**Problem to solve:**
Could you print every record below exactly as it appears?
○ ○ ○
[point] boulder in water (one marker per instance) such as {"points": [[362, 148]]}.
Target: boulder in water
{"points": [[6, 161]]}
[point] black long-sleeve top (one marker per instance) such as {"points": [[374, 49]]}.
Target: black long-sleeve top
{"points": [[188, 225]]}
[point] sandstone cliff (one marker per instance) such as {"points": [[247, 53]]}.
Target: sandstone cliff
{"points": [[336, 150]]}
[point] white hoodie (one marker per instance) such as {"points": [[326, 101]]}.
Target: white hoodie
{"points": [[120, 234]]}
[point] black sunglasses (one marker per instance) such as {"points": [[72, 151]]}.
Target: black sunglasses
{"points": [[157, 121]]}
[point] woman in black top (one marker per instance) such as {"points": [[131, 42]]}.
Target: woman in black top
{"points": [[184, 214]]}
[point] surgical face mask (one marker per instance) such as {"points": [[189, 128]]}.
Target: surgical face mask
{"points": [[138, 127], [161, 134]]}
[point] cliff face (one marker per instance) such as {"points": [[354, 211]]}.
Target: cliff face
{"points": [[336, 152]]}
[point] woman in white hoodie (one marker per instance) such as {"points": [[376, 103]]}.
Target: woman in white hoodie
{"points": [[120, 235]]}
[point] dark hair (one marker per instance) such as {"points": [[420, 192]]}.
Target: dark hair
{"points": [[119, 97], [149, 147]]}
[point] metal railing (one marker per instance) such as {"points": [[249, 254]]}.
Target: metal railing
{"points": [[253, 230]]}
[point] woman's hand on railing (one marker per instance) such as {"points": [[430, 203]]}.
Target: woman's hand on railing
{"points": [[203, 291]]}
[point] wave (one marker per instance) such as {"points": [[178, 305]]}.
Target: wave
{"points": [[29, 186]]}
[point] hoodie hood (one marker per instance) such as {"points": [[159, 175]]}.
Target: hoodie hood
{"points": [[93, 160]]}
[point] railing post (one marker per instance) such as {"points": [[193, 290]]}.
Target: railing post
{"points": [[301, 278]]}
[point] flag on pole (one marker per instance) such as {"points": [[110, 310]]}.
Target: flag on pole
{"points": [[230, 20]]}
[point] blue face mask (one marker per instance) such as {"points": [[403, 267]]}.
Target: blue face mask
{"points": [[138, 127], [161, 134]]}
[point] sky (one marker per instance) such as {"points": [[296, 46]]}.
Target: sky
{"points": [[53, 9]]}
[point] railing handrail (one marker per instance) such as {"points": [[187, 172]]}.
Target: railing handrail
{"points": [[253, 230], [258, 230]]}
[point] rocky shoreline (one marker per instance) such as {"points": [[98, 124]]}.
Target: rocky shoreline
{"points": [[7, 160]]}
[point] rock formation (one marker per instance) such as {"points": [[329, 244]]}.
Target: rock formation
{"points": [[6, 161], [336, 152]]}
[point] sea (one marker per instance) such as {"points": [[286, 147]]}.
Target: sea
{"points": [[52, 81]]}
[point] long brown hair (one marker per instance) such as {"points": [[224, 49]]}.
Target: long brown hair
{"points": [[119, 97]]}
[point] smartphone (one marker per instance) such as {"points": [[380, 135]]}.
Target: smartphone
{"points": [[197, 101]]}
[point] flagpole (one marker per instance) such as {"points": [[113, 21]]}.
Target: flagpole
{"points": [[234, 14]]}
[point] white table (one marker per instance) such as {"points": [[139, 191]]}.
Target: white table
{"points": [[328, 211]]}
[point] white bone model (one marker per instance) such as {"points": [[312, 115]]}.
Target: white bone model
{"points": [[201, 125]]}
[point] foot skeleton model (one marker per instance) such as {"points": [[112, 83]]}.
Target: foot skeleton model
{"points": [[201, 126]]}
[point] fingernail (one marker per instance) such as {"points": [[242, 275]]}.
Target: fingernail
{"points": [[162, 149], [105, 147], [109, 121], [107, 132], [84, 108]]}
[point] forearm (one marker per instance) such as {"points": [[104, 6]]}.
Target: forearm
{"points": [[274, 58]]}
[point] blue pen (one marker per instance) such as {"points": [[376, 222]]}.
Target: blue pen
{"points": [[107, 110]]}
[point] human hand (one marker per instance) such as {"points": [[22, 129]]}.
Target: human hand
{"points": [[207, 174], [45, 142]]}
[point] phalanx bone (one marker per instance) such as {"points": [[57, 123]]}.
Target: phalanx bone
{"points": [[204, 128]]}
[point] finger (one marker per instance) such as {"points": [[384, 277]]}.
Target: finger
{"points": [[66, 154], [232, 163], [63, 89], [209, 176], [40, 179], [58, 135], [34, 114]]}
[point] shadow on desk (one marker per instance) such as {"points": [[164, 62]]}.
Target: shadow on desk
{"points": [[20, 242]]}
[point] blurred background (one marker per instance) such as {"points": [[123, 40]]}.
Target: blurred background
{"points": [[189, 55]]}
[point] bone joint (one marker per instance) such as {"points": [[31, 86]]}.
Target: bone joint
○ ○ ○
**Expected answer:**
[point] boulder in water (one marker per instance) such as {"points": [[362, 148]]}.
Target: boulder in water
{"points": [[6, 161]]}
[point] black long-sleeve top (one marker per instance) such as {"points": [[374, 49]]}.
Target: black long-sleeve top
{"points": [[188, 225]]}
[point] sandstone cliff (one marker per instance) such as {"points": [[247, 53]]}.
Target: sandstone cliff
{"points": [[336, 150]]}
[point] white hoodie (one marker per instance) such as {"points": [[326, 101]]}.
Target: white hoodie
{"points": [[120, 234]]}
[point] black sunglasses (one marker per instance) such as {"points": [[72, 151]]}.
Target: black sunglasses
{"points": [[157, 121]]}
[point] woman in black top (one marker per instance) such as {"points": [[131, 42]]}.
Target: woman in black top
{"points": [[184, 214]]}
[point] surgical face mask (one marker per instance) such as {"points": [[189, 128]]}.
Target: surgical face mask
{"points": [[138, 127], [161, 134]]}
[point] cliff face (one marker per instance) such as {"points": [[354, 211]]}.
Target: cliff face
{"points": [[336, 152]]}
[point] woman in white hoodie (one marker per instance) such as {"points": [[376, 103]]}.
Target: woman in white hoodie
{"points": [[120, 235]]}
[point] dark hair (one marker per instance) such as {"points": [[420, 192]]}.
Target: dark hair
{"points": [[119, 97], [149, 147]]}
[point] metal railing (one marker per instance) such as {"points": [[249, 254]]}.
Target: metal railing
{"points": [[253, 230]]}
[point] woman's hand on railing (one marker per instance) such as {"points": [[430, 203]]}.
Target: woman's hand on railing
{"points": [[203, 291]]}
[point] wave (one marker per instance) such as {"points": [[178, 305]]}.
Target: wave
{"points": [[29, 186]]}
[point] hoodie hood (one marker per instance) such as {"points": [[159, 175]]}.
Target: hoodie hood
{"points": [[93, 160]]}
[point] railing post (one marker per instance) such as {"points": [[193, 290]]}.
Target: railing post
{"points": [[301, 278]]}
[point] flag on pole (one marker per instance) such as {"points": [[110, 310]]}.
Target: flag on pole
{"points": [[230, 20]]}
[point] blue face mask (one marker per instance) such as {"points": [[403, 267]]}.
Target: blue face mask
{"points": [[138, 127], [161, 134]]}
[point] sky (one marker per instance) such as {"points": [[296, 46]]}.
Target: sky
{"points": [[53, 9]]}
[point] railing handrail (one marker per instance) such as {"points": [[187, 172]]}.
Target: railing handrail
{"points": [[253, 230], [258, 230]]}
[point] rocky shoreline (one marker per instance) such as {"points": [[98, 124]]}.
Target: rocky shoreline
{"points": [[7, 160]]}
[point] rock formation (one marker per instance) such as {"points": [[329, 244]]}.
Target: rock formation
{"points": [[6, 161], [336, 152]]}
[point] sea (one marker per instance) such as {"points": [[286, 147]]}.
Target: sea
{"points": [[52, 81]]}
[point] long brown hair (one marker per instance) such as {"points": [[224, 49]]}.
Target: long brown hair
{"points": [[119, 97]]}
[point] smartphone (one marker per instance) such as {"points": [[380, 135]]}.
Target: smartphone
{"points": [[197, 101]]}
[point] flagpole (one marker per instance) such as {"points": [[113, 21]]}.
Target: flagpole
{"points": [[234, 14]]}
[point] white table (one marker per instance) such as {"points": [[139, 191]]}.
Target: white table
{"points": [[328, 211]]}
[point] white bone model (one marker per instance) such as {"points": [[312, 115]]}.
Target: white bone model
{"points": [[201, 125]]}
[point] foot skeleton model (one marker per instance) such as {"points": [[112, 83]]}.
Target: foot skeleton model
{"points": [[201, 126]]}
[point] fingernail (one marker per instance) such as {"points": [[242, 275]]}.
Target: fingernail
{"points": [[162, 149], [105, 147], [109, 121], [107, 132], [84, 108]]}
[point] forearm (one marker per instance) such as {"points": [[104, 6]]}.
Target: forearm
{"points": [[274, 58]]}
[point] blue pen (one marker per instance) such as {"points": [[376, 222]]}.
Target: blue pen
{"points": [[107, 110]]}
[point] human hand (one marker per instance) such as {"points": [[22, 129]]}.
Target: human hand
{"points": [[207, 174], [45, 142]]}
[point] phalanx bone (one marker per instance) such as {"points": [[57, 123]]}.
Target: phalanx bone
{"points": [[204, 128]]}
[point] finger (one marker per instance) such as {"points": [[384, 277]]}.
Target: finger
{"points": [[66, 154], [232, 163], [63, 89], [209, 176], [40, 179], [58, 135], [34, 114]]}
[point] shadow on desk (one marker per instance) such as {"points": [[164, 62]]}.
Target: shadow on desk
{"points": [[20, 242]]}
[point] blurred background (one marker per instance) such as {"points": [[123, 40]]}.
Target: blurred background
{"points": [[189, 55]]}
[point] bone joint (one marker per instance) such as {"points": [[31, 86]]}.
Target: bone joint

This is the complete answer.